##### Records supplied #####

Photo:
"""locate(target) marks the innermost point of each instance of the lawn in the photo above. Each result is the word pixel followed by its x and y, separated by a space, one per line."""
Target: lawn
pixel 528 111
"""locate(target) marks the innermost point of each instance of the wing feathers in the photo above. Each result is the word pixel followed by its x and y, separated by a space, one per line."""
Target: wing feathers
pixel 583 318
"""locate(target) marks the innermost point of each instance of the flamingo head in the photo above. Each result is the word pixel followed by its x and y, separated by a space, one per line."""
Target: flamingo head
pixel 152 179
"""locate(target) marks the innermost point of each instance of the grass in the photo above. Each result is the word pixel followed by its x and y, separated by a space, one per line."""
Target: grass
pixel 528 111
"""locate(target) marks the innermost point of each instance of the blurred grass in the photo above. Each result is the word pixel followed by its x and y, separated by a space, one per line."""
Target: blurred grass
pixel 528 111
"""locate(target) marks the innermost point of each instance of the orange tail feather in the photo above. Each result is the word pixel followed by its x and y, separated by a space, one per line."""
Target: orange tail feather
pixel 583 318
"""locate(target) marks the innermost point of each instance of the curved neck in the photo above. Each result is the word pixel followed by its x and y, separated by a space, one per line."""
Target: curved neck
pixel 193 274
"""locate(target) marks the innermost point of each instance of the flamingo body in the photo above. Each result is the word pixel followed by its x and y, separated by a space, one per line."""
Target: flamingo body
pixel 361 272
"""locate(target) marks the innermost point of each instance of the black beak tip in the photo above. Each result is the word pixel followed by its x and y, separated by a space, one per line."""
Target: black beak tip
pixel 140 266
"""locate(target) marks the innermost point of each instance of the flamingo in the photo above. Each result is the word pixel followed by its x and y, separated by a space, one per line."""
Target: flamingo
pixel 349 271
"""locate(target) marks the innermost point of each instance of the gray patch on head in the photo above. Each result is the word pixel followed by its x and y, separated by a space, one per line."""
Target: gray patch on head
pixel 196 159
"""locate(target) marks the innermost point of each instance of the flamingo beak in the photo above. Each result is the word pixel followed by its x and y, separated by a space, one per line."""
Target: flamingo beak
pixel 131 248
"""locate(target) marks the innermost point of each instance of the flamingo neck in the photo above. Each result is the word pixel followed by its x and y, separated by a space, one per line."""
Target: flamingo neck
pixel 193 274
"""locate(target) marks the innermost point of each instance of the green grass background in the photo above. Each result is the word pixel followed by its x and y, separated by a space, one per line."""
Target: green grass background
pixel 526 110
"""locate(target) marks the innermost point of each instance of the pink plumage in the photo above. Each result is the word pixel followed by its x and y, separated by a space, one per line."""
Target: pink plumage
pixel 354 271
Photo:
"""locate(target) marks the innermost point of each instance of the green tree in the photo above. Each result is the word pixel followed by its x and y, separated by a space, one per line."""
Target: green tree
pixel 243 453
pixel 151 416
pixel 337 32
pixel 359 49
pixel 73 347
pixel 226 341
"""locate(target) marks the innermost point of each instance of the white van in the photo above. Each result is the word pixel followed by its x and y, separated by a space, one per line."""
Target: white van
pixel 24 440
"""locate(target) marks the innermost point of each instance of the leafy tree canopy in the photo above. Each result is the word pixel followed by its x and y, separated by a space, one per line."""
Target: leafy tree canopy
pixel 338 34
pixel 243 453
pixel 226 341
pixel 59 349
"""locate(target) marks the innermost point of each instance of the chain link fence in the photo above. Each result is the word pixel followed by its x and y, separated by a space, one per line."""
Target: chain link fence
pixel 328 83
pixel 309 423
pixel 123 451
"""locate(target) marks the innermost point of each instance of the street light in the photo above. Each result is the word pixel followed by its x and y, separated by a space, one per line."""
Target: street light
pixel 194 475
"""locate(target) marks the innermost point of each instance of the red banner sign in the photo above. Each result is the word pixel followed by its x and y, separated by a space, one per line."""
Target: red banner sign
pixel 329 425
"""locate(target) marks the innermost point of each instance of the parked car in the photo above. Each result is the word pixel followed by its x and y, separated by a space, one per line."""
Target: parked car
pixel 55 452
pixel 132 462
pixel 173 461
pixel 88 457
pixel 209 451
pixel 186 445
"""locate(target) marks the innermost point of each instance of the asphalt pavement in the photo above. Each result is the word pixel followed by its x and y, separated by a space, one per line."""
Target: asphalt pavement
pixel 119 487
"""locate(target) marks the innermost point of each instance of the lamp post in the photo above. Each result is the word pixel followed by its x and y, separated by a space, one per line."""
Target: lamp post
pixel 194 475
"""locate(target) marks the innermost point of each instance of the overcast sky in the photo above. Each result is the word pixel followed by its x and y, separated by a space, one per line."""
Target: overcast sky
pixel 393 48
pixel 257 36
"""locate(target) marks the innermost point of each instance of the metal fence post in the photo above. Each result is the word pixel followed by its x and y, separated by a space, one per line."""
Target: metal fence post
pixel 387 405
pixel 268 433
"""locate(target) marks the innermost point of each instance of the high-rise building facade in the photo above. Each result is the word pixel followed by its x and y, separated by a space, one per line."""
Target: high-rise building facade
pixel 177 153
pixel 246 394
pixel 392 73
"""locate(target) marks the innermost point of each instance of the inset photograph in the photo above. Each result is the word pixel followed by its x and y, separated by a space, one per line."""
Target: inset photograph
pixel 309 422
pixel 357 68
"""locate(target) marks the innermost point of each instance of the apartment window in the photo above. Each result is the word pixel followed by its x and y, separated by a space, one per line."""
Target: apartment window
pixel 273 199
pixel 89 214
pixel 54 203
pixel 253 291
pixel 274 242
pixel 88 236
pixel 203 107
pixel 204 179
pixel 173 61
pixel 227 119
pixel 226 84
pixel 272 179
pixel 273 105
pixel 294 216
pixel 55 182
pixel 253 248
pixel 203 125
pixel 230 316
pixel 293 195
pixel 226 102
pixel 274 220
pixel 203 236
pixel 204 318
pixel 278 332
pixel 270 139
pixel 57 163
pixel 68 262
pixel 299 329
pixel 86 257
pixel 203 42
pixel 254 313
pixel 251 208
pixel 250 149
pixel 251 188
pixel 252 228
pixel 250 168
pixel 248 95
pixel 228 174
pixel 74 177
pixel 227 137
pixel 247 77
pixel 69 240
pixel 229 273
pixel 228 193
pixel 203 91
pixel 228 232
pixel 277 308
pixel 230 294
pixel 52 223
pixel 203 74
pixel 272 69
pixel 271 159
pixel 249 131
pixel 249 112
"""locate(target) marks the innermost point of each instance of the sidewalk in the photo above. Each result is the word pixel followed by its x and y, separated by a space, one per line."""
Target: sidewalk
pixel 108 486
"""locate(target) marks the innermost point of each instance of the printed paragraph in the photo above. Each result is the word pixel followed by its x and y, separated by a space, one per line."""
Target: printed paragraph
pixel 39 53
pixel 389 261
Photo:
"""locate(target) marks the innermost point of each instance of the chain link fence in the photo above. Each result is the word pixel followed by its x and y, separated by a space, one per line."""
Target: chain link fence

#####

* _Requirement_
Reproduce all of the material above word for word.

* _Full response_
Photo:
"""locate(target) marks the innermost point of each instance of the lawn in the photo above. Each result is the word pixel followed by its x and y, separated by a space, one per line."""
Target: lawn
pixel 528 111
"""locate(target) marks the innermost point of each instance of the wing feathers in the photo above. Each result is the word pixel followed by its x and y, separated by a space, one per line."""
Target: wing feathers
pixel 583 318
"""locate(target) marks the innermost point of each instance of the flamingo head in the photo above. Each result is the word pixel followed by its x and y, separated by a space, one per line."""
Target: flamingo head
pixel 152 179
"""locate(target) marks the innermost point of each instance of the grass in the photo above. Each result is the word pixel followed by its x and y, separated by a space, one per line."""
Target: grass
pixel 528 111
"""locate(target) marks the innermost point of each instance of the blurred grass in the photo above. Each result is the word pixel followed by its x and y, separated by a space, one per line."""
Target: blurred grass
pixel 528 111
"""locate(target) marks the innermost point of each instance of the orange tail feather in the photo above. Each result is the word pixel followed by its x and y, separated by a space, one per line."""
Target: orange tail feather
pixel 583 318
"""locate(target) marks the innermost point of each instance of the curved neck in the photo above. Each result is the word pixel followed by its x and y, separated by a space, one per line."""
Target: curved neck
pixel 193 274
"""locate(target) marks the innermost point of each instance of the flamingo body in the photo above. Each result is the word pixel followed by its x and y, separated by a space, one per line."""
Target: flamingo body
pixel 361 272
"""locate(target) marks the innermost point of each instance of the black beak tip in the photo above. Each result is the word pixel followed by its x and y, separated by a space, one per line."""
Target: black beak tip
pixel 140 266
"""locate(target) marks the innermost point of each instance of the flamingo in the photo above. Each result is the word pixel followed by its x and y, separated by a space, one per line."""
Target: flamingo
pixel 349 271
"""locate(target) marks the innermost point of each instance of the gray patch on head in the photo above. Each result is the word pixel followed by its x and y, separated by a space, one per line."""
Target: gray patch on head
pixel 196 159
"""locate(target) marks the innermost point of each instance of the flamingo beak in the photo above. Each result is the word pixel followed by its x and y, separated by a space, one per line."""
Target: flamingo beak
pixel 131 248
"""locate(target) marks the innermost point of each instance of the flamingo neck in the photo above. Each result is the word pixel followed by its x and y, separated by a space, one per line."""
Target: flamingo neck
pixel 193 274
"""locate(target) marks the innermost point of each instance of the green grass background in the photo above. Each result is the word pixel followed by its x and y, separated by a space, one per line."""
Target: green grass background
pixel 526 110
"""locate(target) marks the innermost point of each instance of the pink plumage in the photo above. Each result is the word pixel followed by its x and y, separated by a space, one per line."""
Target: pink plumage
pixel 354 271
Photo:
"""locate(target) marks the innermost point of each instance of the green tree in the photo above. Each result is the word pixel followed by its x and y, separated by a space, one per line."""
Target: green tree
pixel 243 453
pixel 151 416
pixel 337 32
pixel 359 49
pixel 73 347
pixel 226 341
"""locate(target) marks the innermost point of each instance of the white van in the photo above. Each result is the word pixel followed by its x and y, separated by a space, one per line."""
Target: white van
pixel 24 440
"""locate(target) marks the innermost point of each instance of the leafy tree canopy in the photo above. Each result is the word pixel followed by its x and y, separated by a space, one per line."""
Target: leafy tree canopy
pixel 338 34
pixel 243 453
pixel 226 341
pixel 59 349
"""locate(target) marks the innermost point of each instance of the chain link fence in the photo above. Each result is the word pixel followed by its x and y, separated by a space, one per line."""
Target: chain link fence
pixel 328 83
pixel 309 423
pixel 123 451
"""locate(target) marks the innermost point of each instance of the street light in the photo above. Each result is the word pixel followed by its x and y, separated by a space, one per line."""
Target: street light
pixel 194 475
"""locate(target) marks the innermost point of each instance of the red banner sign in the photo above. Each result is the word pixel followed by its x and y, separated by a space, one per line."""
Target: red banner sign
pixel 329 425
"""locate(target) marks the innermost point of each instance of the parked car in the photo above. Each result is the word pixel followed by its x and y, separated by a space, one per line."""
Target: parked car
pixel 55 452
pixel 132 462
pixel 173 461
pixel 88 457
pixel 209 451
pixel 186 445
"""locate(target) marks the innermost point of each instance of the asphalt pavement in the photo above. Each result is the word pixel followed by its x and y, separated by a space, one per line."""
Target: asphalt pavement
pixel 119 487
"""locate(target) marks the innermost point of each instance of the lamp post in the photo above. Each result is the word pixel followed by its x and y, separated by a space, one per line."""
Target: lamp post
pixel 194 475
"""locate(target) marks the innermost point of each instance of the overcast sky in the photo above. Each result is the word pixel followed by its x and y, separated by a space, one per line."""
Target: overcast sky
pixel 393 48
pixel 257 36
"""locate(target) marks the innermost point of each instance of the metal fence post in the photo above. Each result is the word pixel followed by its x and y, separated by a space, one per line."""
Target: metal fence post
pixel 387 405
pixel 268 433
"""locate(target) marks the innermost point of each instance of the high-rise building facade in the photo above. Each result is the word pixel followed by its x and y, separated by a space, one per line."""
Target: high-rise building facade
pixel 177 153
pixel 246 394
pixel 392 73
"""locate(target) marks the innermost point of each instance of the inset photograph in the photo above. Each result is the word pixel followed by its x and y, separated by a space, one per line."""
Target: inset photograph
pixel 309 422
pixel 357 68
"""locate(target) marks the innermost point of each instance of the apartment window in the photo above. Each result is the word pixel followed by its x and y, separated by a space, one per line."""
Target: apartment window
pixel 273 199
pixel 89 214
pixel 54 203
pixel 253 291
pixel 274 242
pixel 88 236
pixel 203 107
pixel 204 179
pixel 173 61
pixel 227 119
pixel 226 84
pixel 272 179
pixel 273 105
pixel 294 216
pixel 55 182
pixel 253 248
pixel 203 125
pixel 230 316
pixel 293 195
pixel 226 102
pixel 274 220
pixel 203 236
pixel 204 318
pixel 278 332
pixel 270 139
pixel 57 163
pixel 68 262
pixel 299 329
pixel 86 257
pixel 203 42
pixel 254 313
pixel 251 208
pixel 250 149
pixel 251 188
pixel 252 228
pixel 250 168
pixel 248 95
pixel 228 174
pixel 74 177
pixel 227 137
pixel 247 77
pixel 69 240
pixel 229 273
pixel 228 193
pixel 203 91
pixel 228 232
pixel 277 308
pixel 230 294
pixel 52 223
pixel 203 74
pixel 272 69
pixel 271 159
pixel 249 131
pixel 249 112
"""locate(target) marks the innermost point of each instance of the sidewalk in the photo above. Each result is the word pixel followed by its x and y, separated by a space, one per line."""
Target: sidewalk
pixel 108 486
"""locate(target) marks the innermost point of each instance of the printed paragraph in the photo above. Each result is the word pixel followed by its x and y, separated by a space, one per line."""
Target: printed paragraph
pixel 39 53
pixel 389 261
Photo:
"""locate(target) marks the innermost point of each instance of the chain link fence in the photo above. Each result is the word pixel followed by its x and y, separated by a space, one per line."""
Target: chain link fence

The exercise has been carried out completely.